- To do
A - In the passage on genetic predisposition toward T helper bias, which protein acts as an IL-4 repressor on mouse chromosome 16?
B - Resume the passage on genetic predisposition toward T helper bias, starting after its final sentence.

- Passage shown
BEGIN

These data suggest that with a diverse set of antigens, both infectious and non-infectious, there is a genetic predisposition that can modulate a developing adaptive immune response toward a particular T helper phenotype, and that this predisposition may confer enhanced susceptibility towards different Th-biased diseases. Congenic mapping has determined genetic trait loci on mouse chromosomes 5, 11, 12, 14, 15, 16, 17, 18, and 19 which impact Th2 bias, but the specific underlying determinants defined by the genetic loci are not known in most instances [84–87]. On chromosome 16, Dicer1.2, also known as Mina, acts as an IL-4 repressor. Mina is a member of the jumonji (JmjC) protein family and inversely correlates to Th2 bias in inbred mouse strains [88].

Genetic variations in other transcription factors, cytokines or cytokine receptors involved in T helper cell differentiation pathways could equally impact genetic bias in individuals resulting in a sustained predilection toward a specific adaptive immune response. For example, single nucleotide polymorphism (SNP) analysis of polymorphisms in T-bet (TBX21) and STAT4, transcription factors involved in Th1 responses, showed specific genotypes associated with increased risk for systemic sclerosis, and with other genotypes associated with elevated Th2 cytokine levels [89]. Emerging evidence has also identified important consequences of epigenetic histone modification on the regulation of chromatin states at loci of genes for Th-differentiating transcription factors and signature Th cytokines [43, 90]. These data suggest that changes in epigenetic profiles, as well as polymorphisms or altered regulation of genes involved in epigenetic regulation [91], may influence inherent Th bias. On an individual basis, the predisposition towards a particular Th bias could have a major impact on health outcomes as individuals with a predilection toward Th1 bias might be more susceptible to Th1 dependent diseases including atherosclerosis, rheumatoid arthritis, Type 1 diabetes, or multiple sclerosis, whereas individuals with a predilection toward a Th2 bias would likely be more susceptible to Th2 dependent diseases such as asthma or systemic lupus erythematosus (SLE).

END

Point-per-instance localization data:

BEGIN

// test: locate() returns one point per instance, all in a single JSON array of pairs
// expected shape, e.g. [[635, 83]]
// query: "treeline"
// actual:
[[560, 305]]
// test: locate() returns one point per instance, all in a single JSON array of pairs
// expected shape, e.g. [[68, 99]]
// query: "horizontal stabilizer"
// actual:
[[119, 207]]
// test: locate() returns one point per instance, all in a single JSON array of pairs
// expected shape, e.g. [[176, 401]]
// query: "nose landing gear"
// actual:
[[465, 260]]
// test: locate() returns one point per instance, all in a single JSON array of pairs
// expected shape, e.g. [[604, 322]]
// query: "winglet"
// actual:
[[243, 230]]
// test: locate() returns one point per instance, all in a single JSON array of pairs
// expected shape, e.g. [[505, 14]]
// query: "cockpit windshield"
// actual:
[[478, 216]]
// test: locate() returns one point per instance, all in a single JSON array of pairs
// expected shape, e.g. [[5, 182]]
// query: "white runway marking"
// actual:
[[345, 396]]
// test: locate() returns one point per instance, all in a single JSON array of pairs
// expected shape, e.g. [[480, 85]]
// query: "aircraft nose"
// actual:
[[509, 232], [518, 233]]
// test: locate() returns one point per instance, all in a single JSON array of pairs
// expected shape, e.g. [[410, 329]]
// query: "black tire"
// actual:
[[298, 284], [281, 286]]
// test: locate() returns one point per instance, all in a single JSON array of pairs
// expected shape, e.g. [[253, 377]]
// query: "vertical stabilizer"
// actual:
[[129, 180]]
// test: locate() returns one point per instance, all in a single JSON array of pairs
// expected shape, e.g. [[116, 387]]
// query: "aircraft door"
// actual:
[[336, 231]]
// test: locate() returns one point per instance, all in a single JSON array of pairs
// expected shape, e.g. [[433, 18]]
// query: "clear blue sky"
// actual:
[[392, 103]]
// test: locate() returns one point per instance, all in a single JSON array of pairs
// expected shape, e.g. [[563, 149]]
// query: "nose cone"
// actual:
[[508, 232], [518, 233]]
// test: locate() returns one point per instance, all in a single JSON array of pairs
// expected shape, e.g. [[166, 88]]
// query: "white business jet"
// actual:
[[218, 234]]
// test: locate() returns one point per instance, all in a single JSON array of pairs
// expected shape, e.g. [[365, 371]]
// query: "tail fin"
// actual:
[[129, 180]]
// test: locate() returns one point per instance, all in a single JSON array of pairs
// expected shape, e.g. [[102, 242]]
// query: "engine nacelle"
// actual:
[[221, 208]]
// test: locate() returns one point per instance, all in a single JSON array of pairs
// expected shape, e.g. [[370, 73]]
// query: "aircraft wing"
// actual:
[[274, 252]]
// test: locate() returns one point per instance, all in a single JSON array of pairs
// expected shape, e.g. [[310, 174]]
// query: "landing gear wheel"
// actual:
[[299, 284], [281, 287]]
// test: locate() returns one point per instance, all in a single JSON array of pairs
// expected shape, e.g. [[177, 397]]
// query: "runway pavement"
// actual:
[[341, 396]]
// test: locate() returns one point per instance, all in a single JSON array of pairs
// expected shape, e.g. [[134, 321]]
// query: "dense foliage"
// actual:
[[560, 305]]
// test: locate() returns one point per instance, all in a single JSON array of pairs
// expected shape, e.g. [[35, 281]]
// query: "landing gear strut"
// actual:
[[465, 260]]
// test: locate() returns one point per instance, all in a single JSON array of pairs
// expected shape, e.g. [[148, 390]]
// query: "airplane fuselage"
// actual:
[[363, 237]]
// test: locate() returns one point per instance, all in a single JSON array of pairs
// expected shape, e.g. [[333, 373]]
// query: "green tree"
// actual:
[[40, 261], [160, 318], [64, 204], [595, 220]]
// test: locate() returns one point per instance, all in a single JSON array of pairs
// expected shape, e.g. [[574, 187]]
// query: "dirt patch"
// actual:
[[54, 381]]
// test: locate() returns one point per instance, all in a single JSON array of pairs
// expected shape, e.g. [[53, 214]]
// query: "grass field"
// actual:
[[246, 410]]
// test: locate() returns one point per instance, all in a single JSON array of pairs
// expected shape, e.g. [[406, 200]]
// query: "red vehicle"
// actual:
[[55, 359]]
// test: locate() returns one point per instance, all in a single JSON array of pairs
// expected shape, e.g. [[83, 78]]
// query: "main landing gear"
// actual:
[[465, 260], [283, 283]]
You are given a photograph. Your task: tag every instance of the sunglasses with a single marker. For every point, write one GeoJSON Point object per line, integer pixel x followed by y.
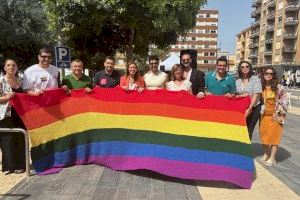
{"type": "Point", "coordinates": [154, 63]}
{"type": "Point", "coordinates": [269, 73]}
{"type": "Point", "coordinates": [44, 57]}
{"type": "Point", "coordinates": [245, 66]}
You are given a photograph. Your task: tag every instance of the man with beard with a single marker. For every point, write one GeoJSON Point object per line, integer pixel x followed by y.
{"type": "Point", "coordinates": [196, 77]}
{"type": "Point", "coordinates": [42, 76]}
{"type": "Point", "coordinates": [107, 78]}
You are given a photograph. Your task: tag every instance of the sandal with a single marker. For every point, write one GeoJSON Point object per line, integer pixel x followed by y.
{"type": "Point", "coordinates": [270, 163]}
{"type": "Point", "coordinates": [264, 158]}
{"type": "Point", "coordinates": [19, 171]}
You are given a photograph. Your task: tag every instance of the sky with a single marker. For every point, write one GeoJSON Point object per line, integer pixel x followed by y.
{"type": "Point", "coordinates": [234, 16]}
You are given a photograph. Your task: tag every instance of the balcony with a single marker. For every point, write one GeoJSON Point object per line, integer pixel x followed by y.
{"type": "Point", "coordinates": [255, 13]}
{"type": "Point", "coordinates": [268, 62]}
{"type": "Point", "coordinates": [293, 6]}
{"type": "Point", "coordinates": [252, 46]}
{"type": "Point", "coordinates": [271, 4]}
{"type": "Point", "coordinates": [268, 52]}
{"type": "Point", "coordinates": [253, 55]}
{"type": "Point", "coordinates": [289, 49]}
{"type": "Point", "coordinates": [255, 23]}
{"type": "Point", "coordinates": [289, 21]}
{"type": "Point", "coordinates": [269, 41]}
{"type": "Point", "coordinates": [290, 35]}
{"type": "Point", "coordinates": [288, 62]}
{"type": "Point", "coordinates": [270, 28]}
{"type": "Point", "coordinates": [256, 3]}
{"type": "Point", "coordinates": [271, 16]}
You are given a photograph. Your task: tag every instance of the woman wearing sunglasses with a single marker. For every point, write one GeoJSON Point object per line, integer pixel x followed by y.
{"type": "Point", "coordinates": [273, 115]}
{"type": "Point", "coordinates": [247, 84]}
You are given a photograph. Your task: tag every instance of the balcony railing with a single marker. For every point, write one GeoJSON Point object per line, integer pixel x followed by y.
{"type": "Point", "coordinates": [293, 6]}
{"type": "Point", "coordinates": [256, 3]}
{"type": "Point", "coordinates": [270, 27]}
{"type": "Point", "coordinates": [289, 49]}
{"type": "Point", "coordinates": [252, 46]}
{"type": "Point", "coordinates": [268, 52]}
{"type": "Point", "coordinates": [253, 55]}
{"type": "Point", "coordinates": [268, 62]}
{"type": "Point", "coordinates": [288, 62]}
{"type": "Point", "coordinates": [291, 21]}
{"type": "Point", "coordinates": [271, 4]}
{"type": "Point", "coordinates": [290, 35]}
{"type": "Point", "coordinates": [268, 41]}
{"type": "Point", "coordinates": [271, 15]}
{"type": "Point", "coordinates": [255, 23]}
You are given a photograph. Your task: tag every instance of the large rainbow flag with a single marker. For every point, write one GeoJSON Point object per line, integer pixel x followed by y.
{"type": "Point", "coordinates": [172, 133]}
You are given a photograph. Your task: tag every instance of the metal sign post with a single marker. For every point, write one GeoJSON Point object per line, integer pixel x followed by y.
{"type": "Point", "coordinates": [19, 130]}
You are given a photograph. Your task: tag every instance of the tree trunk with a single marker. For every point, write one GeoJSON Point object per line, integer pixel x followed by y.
{"type": "Point", "coordinates": [129, 49]}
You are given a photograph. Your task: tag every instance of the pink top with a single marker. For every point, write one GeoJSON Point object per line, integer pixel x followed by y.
{"type": "Point", "coordinates": [132, 86]}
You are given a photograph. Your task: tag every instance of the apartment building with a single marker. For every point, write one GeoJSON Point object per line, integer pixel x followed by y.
{"type": "Point", "coordinates": [203, 38]}
{"type": "Point", "coordinates": [275, 34]}
{"type": "Point", "coordinates": [242, 41]}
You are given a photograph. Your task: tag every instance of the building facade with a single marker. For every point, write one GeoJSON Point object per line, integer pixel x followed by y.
{"type": "Point", "coordinates": [203, 38]}
{"type": "Point", "coordinates": [275, 34]}
{"type": "Point", "coordinates": [242, 44]}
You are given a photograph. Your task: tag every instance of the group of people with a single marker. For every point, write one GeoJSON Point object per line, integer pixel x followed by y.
{"type": "Point", "coordinates": [268, 101]}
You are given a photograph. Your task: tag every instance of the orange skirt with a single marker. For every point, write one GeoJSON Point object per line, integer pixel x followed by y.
{"type": "Point", "coordinates": [270, 131]}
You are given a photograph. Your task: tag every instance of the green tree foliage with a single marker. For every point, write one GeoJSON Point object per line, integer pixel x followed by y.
{"type": "Point", "coordinates": [90, 26]}
{"type": "Point", "coordinates": [23, 30]}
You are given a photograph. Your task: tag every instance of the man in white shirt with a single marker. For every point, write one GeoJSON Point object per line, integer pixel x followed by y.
{"type": "Point", "coordinates": [196, 77]}
{"type": "Point", "coordinates": [42, 76]}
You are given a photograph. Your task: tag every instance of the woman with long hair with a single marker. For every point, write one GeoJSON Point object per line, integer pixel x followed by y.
{"type": "Point", "coordinates": [178, 82]}
{"type": "Point", "coordinates": [132, 80]}
{"type": "Point", "coordinates": [12, 145]}
{"type": "Point", "coordinates": [273, 114]}
{"type": "Point", "coordinates": [247, 84]}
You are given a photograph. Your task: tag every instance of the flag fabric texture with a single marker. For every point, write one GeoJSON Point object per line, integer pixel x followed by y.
{"type": "Point", "coordinates": [172, 133]}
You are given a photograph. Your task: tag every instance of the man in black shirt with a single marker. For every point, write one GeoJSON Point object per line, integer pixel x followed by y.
{"type": "Point", "coordinates": [196, 77]}
{"type": "Point", "coordinates": [107, 78]}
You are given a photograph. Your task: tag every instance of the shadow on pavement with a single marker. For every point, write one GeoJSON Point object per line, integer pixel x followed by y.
{"type": "Point", "coordinates": [155, 175]}
{"type": "Point", "coordinates": [15, 196]}
{"type": "Point", "coordinates": [282, 153]}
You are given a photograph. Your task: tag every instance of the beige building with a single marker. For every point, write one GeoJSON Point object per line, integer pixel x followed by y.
{"type": "Point", "coordinates": [203, 38]}
{"type": "Point", "coordinates": [243, 45]}
{"type": "Point", "coordinates": [275, 33]}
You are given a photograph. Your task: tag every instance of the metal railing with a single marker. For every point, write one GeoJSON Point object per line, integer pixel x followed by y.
{"type": "Point", "coordinates": [26, 137]}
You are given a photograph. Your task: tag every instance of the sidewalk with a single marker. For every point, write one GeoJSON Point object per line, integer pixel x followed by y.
{"type": "Point", "coordinates": [90, 181]}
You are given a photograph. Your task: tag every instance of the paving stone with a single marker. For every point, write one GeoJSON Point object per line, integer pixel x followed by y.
{"type": "Point", "coordinates": [109, 178]}
{"type": "Point", "coordinates": [140, 187]}
{"type": "Point", "coordinates": [122, 194]}
{"type": "Point", "coordinates": [105, 193]}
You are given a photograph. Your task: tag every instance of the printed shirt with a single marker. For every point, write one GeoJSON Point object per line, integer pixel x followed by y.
{"type": "Point", "coordinates": [220, 87]}
{"type": "Point", "coordinates": [72, 83]}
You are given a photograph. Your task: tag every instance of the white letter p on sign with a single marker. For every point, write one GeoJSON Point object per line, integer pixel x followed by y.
{"type": "Point", "coordinates": [61, 53]}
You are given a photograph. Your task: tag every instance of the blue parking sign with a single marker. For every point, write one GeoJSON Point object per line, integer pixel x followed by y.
{"type": "Point", "coordinates": [62, 57]}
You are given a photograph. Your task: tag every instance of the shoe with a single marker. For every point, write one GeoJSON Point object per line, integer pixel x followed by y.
{"type": "Point", "coordinates": [263, 158]}
{"type": "Point", "coordinates": [19, 171]}
{"type": "Point", "coordinates": [270, 163]}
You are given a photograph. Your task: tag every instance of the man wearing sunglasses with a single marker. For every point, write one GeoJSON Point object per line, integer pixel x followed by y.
{"type": "Point", "coordinates": [42, 76]}
{"type": "Point", "coordinates": [196, 77]}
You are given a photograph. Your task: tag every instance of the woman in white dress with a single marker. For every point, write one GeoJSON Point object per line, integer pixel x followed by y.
{"type": "Point", "coordinates": [155, 79]}
{"type": "Point", "coordinates": [178, 82]}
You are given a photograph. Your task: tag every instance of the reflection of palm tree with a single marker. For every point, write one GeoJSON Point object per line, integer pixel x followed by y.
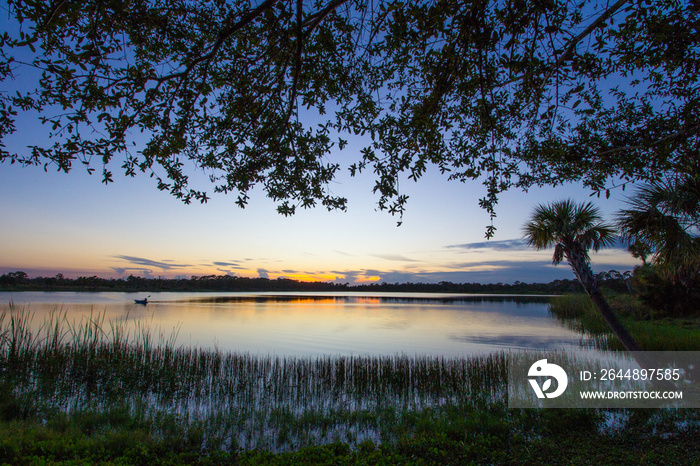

END

- Answers for each item
A - Dicer1.2, also known as Mina.

B -
Stable Th1/Th2 Phenotypes in Healthy Human Volunteers

If inbred mouse strains have an inherent Th1/Th2 bias which is genetically determined and which can have a major impact in susceptibility or resistance to various diseases, the question arises whether humans also show natural genetic variation in T helper cell bias in the absence of known disease. It is well known that patients with specific diseases such as asthma, SLE, or multiple sclerosis have an increase in Th2 or Th1 cells relative to controls without these inflammatory/autoimmune diseases [89, 92, 93], but as these individuals have established pathologic conditions, it is not clear whether the T helper cell imbalance occurred first or is a later consequence of the disease process.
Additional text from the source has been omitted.